**Task prompt**
Rewrite the material below with every "tag" swapped for "mark", keeping everything else the same. Leave the pictures out of your answer.

[Entries for pointing and labeling]
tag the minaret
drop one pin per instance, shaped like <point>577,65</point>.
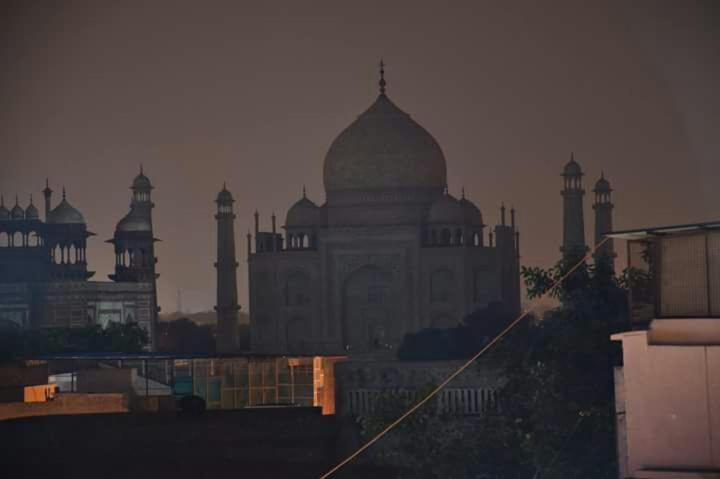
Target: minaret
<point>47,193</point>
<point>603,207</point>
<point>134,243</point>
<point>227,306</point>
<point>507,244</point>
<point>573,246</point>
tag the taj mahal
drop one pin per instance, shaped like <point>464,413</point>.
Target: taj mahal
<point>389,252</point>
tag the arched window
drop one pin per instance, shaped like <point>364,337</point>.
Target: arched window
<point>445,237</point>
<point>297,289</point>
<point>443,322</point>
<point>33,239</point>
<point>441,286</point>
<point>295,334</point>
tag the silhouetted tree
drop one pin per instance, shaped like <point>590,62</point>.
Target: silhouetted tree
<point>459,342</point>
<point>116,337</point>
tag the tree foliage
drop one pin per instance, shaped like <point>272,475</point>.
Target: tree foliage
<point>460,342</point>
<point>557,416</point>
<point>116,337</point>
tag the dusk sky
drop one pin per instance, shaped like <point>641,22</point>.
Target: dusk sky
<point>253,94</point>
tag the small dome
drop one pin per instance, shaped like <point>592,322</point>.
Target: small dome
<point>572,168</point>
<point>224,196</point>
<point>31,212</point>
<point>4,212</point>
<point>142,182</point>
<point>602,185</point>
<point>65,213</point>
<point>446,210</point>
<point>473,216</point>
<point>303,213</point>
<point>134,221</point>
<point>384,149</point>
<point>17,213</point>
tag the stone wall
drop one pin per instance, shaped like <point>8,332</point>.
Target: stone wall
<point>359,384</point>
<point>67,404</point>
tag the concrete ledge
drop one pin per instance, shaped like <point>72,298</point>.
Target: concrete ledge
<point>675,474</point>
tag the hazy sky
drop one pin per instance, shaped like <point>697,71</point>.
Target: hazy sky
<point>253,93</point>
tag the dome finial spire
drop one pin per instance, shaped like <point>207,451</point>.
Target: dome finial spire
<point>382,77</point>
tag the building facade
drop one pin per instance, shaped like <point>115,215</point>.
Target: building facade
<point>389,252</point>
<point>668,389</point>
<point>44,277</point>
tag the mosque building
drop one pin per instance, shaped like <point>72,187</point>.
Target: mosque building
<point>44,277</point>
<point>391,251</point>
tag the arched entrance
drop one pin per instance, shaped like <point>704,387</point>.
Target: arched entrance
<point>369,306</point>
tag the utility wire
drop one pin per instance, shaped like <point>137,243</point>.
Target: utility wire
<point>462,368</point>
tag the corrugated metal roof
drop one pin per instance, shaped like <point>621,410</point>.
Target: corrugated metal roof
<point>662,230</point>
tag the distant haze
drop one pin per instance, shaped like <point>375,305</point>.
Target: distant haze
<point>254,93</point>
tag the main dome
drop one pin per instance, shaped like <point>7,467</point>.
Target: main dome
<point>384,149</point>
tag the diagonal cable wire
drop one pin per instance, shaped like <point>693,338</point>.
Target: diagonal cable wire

**Response to this exercise**
mark the minaret
drop one pin per instance, shaped like <point>577,65</point>.
Target: minaret
<point>47,193</point>
<point>603,207</point>
<point>134,243</point>
<point>227,306</point>
<point>507,244</point>
<point>573,246</point>
mark the taj mahal
drop one pin per instance, shaped like <point>464,413</point>.
Target: taj mahal
<point>389,252</point>
mark the arched window
drop one pin per instance, shaped like <point>364,337</point>.
Target: arched window
<point>445,237</point>
<point>297,289</point>
<point>443,322</point>
<point>33,239</point>
<point>441,286</point>
<point>295,334</point>
mark the silhouetted tree
drop one pin per instance, shaped like <point>590,62</point>.
Target: silhouetted tree
<point>459,342</point>
<point>116,337</point>
mark the tree foliage
drop one pin per instance, shaped like <point>272,475</point>.
Target: tree foliage
<point>460,342</point>
<point>557,416</point>
<point>116,337</point>
mark the dusk sky
drop one pin per instance, shaped like <point>641,22</point>.
Target: dusk sky
<point>253,94</point>
mark the small dome
drop one pin per instance, shaped like <point>592,322</point>.
Target: small dome
<point>572,168</point>
<point>224,196</point>
<point>31,212</point>
<point>4,212</point>
<point>142,182</point>
<point>602,185</point>
<point>65,213</point>
<point>446,210</point>
<point>473,216</point>
<point>303,213</point>
<point>134,221</point>
<point>384,149</point>
<point>17,213</point>
mark the stone wall
drop one pin per instance, shaped like <point>8,332</point>.
Target: stone wall
<point>359,384</point>
<point>67,404</point>
mark the concrete ledge
drop one pin per instance, shaped like <point>72,298</point>.
Target: concrete ledge
<point>675,474</point>
mark the hazy sky
drop one pin per instance, shaped like <point>697,71</point>.
Target: hazy sky
<point>253,93</point>
mark the dome finial spire
drop one pin per instance, shaped like <point>207,451</point>.
Target: dome finial spire
<point>382,77</point>
mark the building facade
drop one pin per instance, shaped like <point>115,215</point>.
Target: building facade
<point>389,252</point>
<point>668,389</point>
<point>44,277</point>
mark the mosque building
drop one pin per instance, shaped like <point>72,187</point>.
Target: mosque building
<point>44,277</point>
<point>391,251</point>
mark the arched entrance
drop one pin per instance, shaped like <point>704,387</point>.
Target: arched entrance
<point>369,306</point>
mark the utility wire
drop one pin per instance, shaped like <point>137,243</point>.
Target: utility wire
<point>462,368</point>
mark the corrugated metal roof
drop one pin per instance, shaped like <point>621,410</point>.
Target: corrugated metal roof
<point>662,230</point>
mark the distant haze
drop one pin per instance, shaped like <point>375,305</point>.
Target: distant haze
<point>254,93</point>
mark the main dome
drop one pin per instance, shaped like <point>7,467</point>.
Target: main dome
<point>384,149</point>
mark the diagonal cable wire
drop one pin per instance, shaped like <point>693,338</point>.
Target: diagonal cable wire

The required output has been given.